### EXCERPTED TEXT
━━━━━━━━
3.4. Teamwork Skill, Problem-Solving Skill, Leadership Skill
The results of the two-way repeated measures ANOVA showed a correlation between teamwork skill and leadership skill (p < .05) (Table 6). The figures for teamwork skill (p < .05) and leadership skill (p < .01) were both significantly higher at the end of the semester and the two-year follow-up than pre when using the one-way repeated measures ANOVA (Table 7).
This suggests that the intervention program was effective in the cultivation of teamwork skill and leadership skill as its impact persisted for two years following the end of the semester. According to Pauline and John (1995) , the factors influencing teamwork are team objectives, team targets, and communication. In the present research, the goal of improving skills relating to bachelor’s degree ability and promoting exercise behavior was made clear to the intervention group. The programs aimed at encouraging communication between students in class were also implemented, leading to the improvement of teamwork skill. In addition, Nakayama, Tahara, Watanabe, Kamino, Marui & Murakami (2012) reported that “extracurricular learning/activity”, “communication among students”, and “joy of class participation” all contributed to the improvement of leadership skill; similar results were also derived in this research. Regarding the fact that no significant increase in could be observed in problem-solving skill, a review of question items showed that students made remarks such as “Even when problems or difficulties arise, I am able to tackle things tenaciously in order to overcome them”, and “Even when faced with adversity or predicament, I am able to tackle things patiently without losing myself”. The students who participated in the intervention program did not seem to experience any problematic situations, i.e., situations that might be described as difficult, involving adversity or a predicament. A diminished effect could therefore be understood as the result of a lack of opportunity for problem solving.
━━━━━━━━
### SET OF TASKS
• 1. In the skills passage, which factors influence teamwork according to Pauline and John (1995)?
• 2. Return everything in the skills passage from "3.4. Teamwork Skill, Problem-Solving" down to "ANOVA (Table 7).", copied word for word.
━━━━━━━━
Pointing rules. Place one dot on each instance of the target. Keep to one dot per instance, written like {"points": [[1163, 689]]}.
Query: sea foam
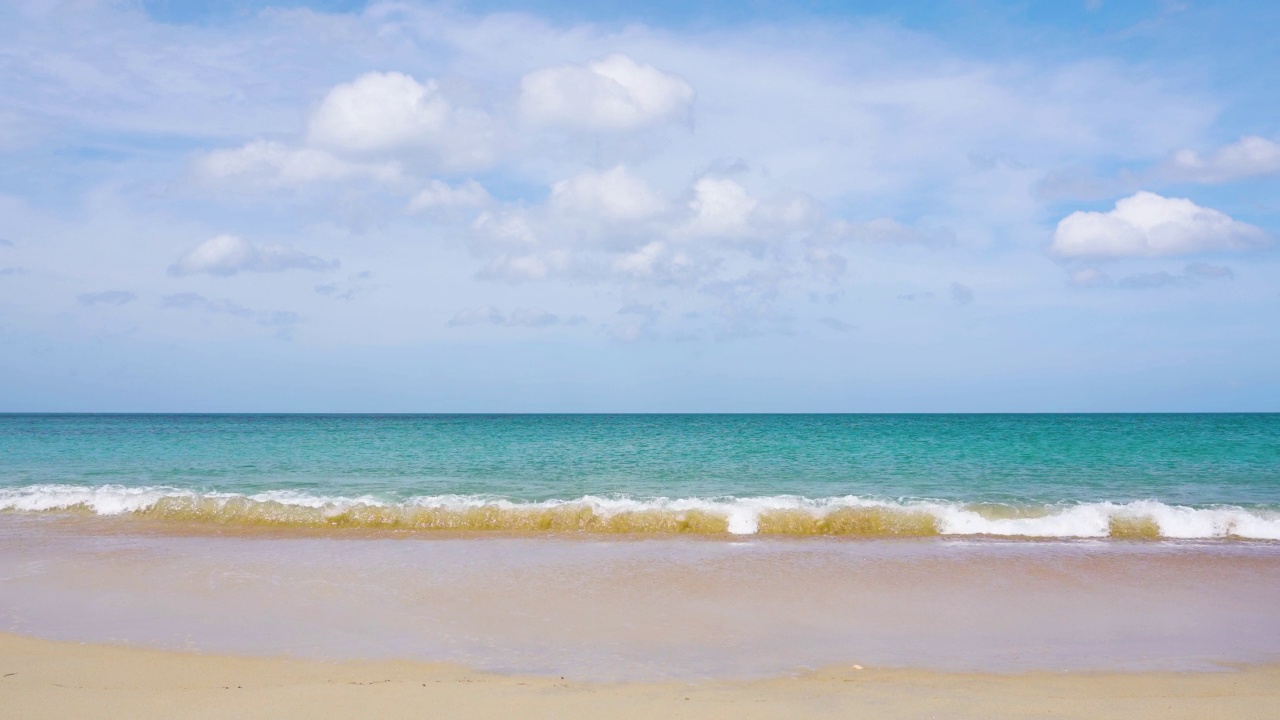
{"points": [[772, 515]]}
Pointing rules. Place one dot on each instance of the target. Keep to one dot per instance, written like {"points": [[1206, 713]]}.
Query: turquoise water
{"points": [[1194, 461]]}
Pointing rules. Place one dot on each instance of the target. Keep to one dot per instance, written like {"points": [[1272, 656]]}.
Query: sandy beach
{"points": [[51, 679]]}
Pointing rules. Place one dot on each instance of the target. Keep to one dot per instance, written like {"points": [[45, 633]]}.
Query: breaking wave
{"points": [[777, 515]]}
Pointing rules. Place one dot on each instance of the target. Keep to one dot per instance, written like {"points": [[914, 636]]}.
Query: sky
{"points": [[520, 206]]}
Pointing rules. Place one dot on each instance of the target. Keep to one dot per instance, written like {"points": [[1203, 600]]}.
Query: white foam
{"points": [[743, 515]]}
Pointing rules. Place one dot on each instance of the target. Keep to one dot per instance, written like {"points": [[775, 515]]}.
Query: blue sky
{"points": [[609, 206]]}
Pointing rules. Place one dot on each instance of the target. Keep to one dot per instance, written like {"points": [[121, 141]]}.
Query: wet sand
{"points": [[50, 679], [127, 620]]}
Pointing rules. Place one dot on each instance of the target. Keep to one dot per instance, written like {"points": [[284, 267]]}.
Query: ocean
{"points": [[1141, 477]]}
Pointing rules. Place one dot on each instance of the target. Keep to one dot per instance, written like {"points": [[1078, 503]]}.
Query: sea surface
{"points": [[1185, 475]]}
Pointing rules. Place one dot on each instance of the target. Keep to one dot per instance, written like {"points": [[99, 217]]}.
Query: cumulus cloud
{"points": [[275, 164], [1150, 226], [1249, 156], [1203, 270], [228, 255], [380, 113], [612, 94], [613, 195], [440, 195], [106, 297], [721, 208]]}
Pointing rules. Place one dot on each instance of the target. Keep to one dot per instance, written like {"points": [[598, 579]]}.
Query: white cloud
{"points": [[613, 195], [721, 208], [656, 261], [380, 113], [1089, 277], [228, 254], [274, 164], [612, 94], [438, 195], [1249, 156], [1150, 226]]}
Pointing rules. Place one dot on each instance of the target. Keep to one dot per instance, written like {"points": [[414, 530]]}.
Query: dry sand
{"points": [[53, 679]]}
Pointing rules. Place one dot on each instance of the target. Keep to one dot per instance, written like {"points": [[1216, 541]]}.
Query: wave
{"points": [[776, 515]]}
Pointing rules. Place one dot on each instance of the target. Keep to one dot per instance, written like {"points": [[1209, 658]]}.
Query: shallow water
{"points": [[659, 607], [868, 475]]}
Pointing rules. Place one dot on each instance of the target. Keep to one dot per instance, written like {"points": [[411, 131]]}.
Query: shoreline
{"points": [[62, 679]]}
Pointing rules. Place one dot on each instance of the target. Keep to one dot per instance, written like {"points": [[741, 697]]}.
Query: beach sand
{"points": [[54, 679]]}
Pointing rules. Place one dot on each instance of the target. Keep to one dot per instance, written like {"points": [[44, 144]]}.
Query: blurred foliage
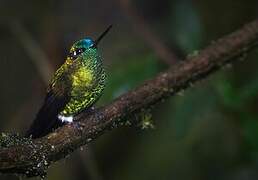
{"points": [[208, 132]]}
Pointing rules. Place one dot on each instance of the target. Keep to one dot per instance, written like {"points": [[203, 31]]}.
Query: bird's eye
{"points": [[74, 54]]}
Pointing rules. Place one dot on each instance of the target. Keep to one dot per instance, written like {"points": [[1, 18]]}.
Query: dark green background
{"points": [[209, 133]]}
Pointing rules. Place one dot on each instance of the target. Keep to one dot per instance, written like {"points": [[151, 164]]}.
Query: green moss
{"points": [[8, 140]]}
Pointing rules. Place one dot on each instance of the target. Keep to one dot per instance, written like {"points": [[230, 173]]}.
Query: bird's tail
{"points": [[44, 123]]}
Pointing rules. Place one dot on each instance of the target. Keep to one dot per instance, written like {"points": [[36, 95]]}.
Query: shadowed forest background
{"points": [[210, 131]]}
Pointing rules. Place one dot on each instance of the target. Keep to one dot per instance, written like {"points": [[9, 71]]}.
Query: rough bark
{"points": [[32, 157]]}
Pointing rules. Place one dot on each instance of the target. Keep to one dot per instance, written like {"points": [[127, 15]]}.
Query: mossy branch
{"points": [[32, 157]]}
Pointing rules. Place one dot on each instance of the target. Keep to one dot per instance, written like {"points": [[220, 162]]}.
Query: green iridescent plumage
{"points": [[84, 80], [75, 87]]}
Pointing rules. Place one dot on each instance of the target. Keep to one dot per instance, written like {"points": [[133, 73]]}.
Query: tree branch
{"points": [[32, 157]]}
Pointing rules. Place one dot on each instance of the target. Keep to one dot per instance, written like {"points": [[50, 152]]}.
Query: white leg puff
{"points": [[66, 119]]}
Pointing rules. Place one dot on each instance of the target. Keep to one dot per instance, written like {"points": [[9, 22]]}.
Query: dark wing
{"points": [[47, 117]]}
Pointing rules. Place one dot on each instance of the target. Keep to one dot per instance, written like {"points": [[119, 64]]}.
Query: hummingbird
{"points": [[75, 87]]}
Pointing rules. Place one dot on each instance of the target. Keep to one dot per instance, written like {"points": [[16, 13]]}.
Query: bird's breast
{"points": [[82, 80]]}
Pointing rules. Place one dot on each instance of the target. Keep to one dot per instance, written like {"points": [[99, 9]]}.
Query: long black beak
{"points": [[102, 35]]}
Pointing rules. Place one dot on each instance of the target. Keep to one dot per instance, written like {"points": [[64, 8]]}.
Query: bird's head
{"points": [[83, 45]]}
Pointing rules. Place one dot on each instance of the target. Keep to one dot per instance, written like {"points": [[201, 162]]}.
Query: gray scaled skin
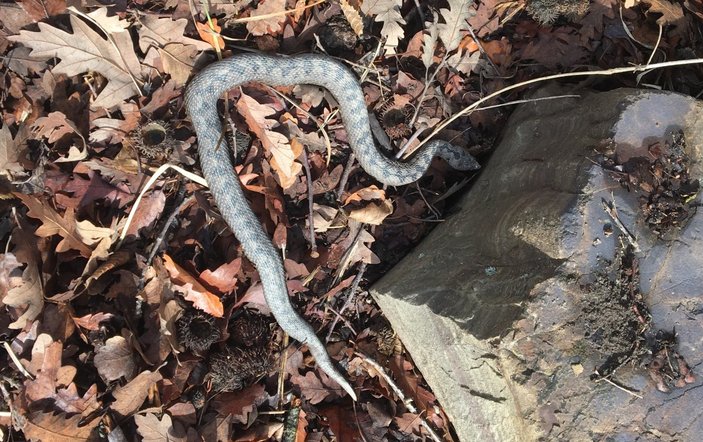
{"points": [[201, 103]]}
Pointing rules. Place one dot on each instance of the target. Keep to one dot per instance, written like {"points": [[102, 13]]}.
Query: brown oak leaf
{"points": [[270, 22], [85, 50], [24, 292], [53, 223], [129, 398], [193, 290]]}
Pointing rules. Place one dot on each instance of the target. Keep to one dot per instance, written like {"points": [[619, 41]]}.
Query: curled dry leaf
{"points": [[271, 19], [114, 360], [92, 321], [85, 50], [154, 430], [211, 35], [224, 278], [129, 398], [53, 223], [193, 290], [47, 426], [25, 292], [284, 152], [373, 212], [323, 217], [388, 13]]}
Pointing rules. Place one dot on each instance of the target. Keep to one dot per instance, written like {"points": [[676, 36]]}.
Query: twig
{"points": [[616, 385], [351, 293], [612, 211], [160, 171], [16, 361], [607, 72], [311, 223], [345, 175], [408, 402], [172, 217]]}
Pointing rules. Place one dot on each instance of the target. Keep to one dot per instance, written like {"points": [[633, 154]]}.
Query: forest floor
{"points": [[164, 335]]}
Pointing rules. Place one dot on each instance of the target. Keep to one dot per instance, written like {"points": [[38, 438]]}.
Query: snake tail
{"points": [[201, 99]]}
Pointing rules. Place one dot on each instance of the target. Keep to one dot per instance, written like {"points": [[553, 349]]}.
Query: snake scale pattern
{"points": [[201, 99]]}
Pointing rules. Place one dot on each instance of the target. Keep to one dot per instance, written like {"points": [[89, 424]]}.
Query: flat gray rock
{"points": [[523, 310]]}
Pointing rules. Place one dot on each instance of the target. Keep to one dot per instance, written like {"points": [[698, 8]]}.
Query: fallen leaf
{"points": [[671, 13], [270, 22], [112, 25], [160, 31], [373, 213], [150, 209], [388, 13], [455, 21], [154, 430], [193, 290], [239, 405], [10, 154], [47, 426], [54, 126], [53, 223], [224, 278], [40, 10], [114, 130], [323, 217], [114, 360], [211, 35], [92, 321], [283, 151], [129, 398], [91, 234], [85, 50], [25, 292]]}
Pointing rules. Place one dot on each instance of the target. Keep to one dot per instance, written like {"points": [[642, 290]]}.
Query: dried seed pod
{"points": [[197, 330], [235, 368], [154, 140], [250, 330]]}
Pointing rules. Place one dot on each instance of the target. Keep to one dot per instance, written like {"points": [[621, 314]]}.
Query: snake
{"points": [[200, 99]]}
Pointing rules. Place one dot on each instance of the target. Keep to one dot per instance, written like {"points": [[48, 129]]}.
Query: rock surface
{"points": [[531, 321]]}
━━━━━━━━
### LIST OF SOLUTIONS
• 1. Team objectives, team targets, and communication.

• 2.
3.4. Teamwork Skill, Problem-Solving Skill, Leadership Skill
The results of the two-way repeated measures ANOVA showed a correlation between teamwork skill and leadership skill (p < .05) (Table 6). The figures for teamwork skill (p < .05) and leadership skill (p < .01) were both significantly higher at the end of the semester and the two-year follow-up than pre when using the one-way repeated measures ANOVA (Table 7).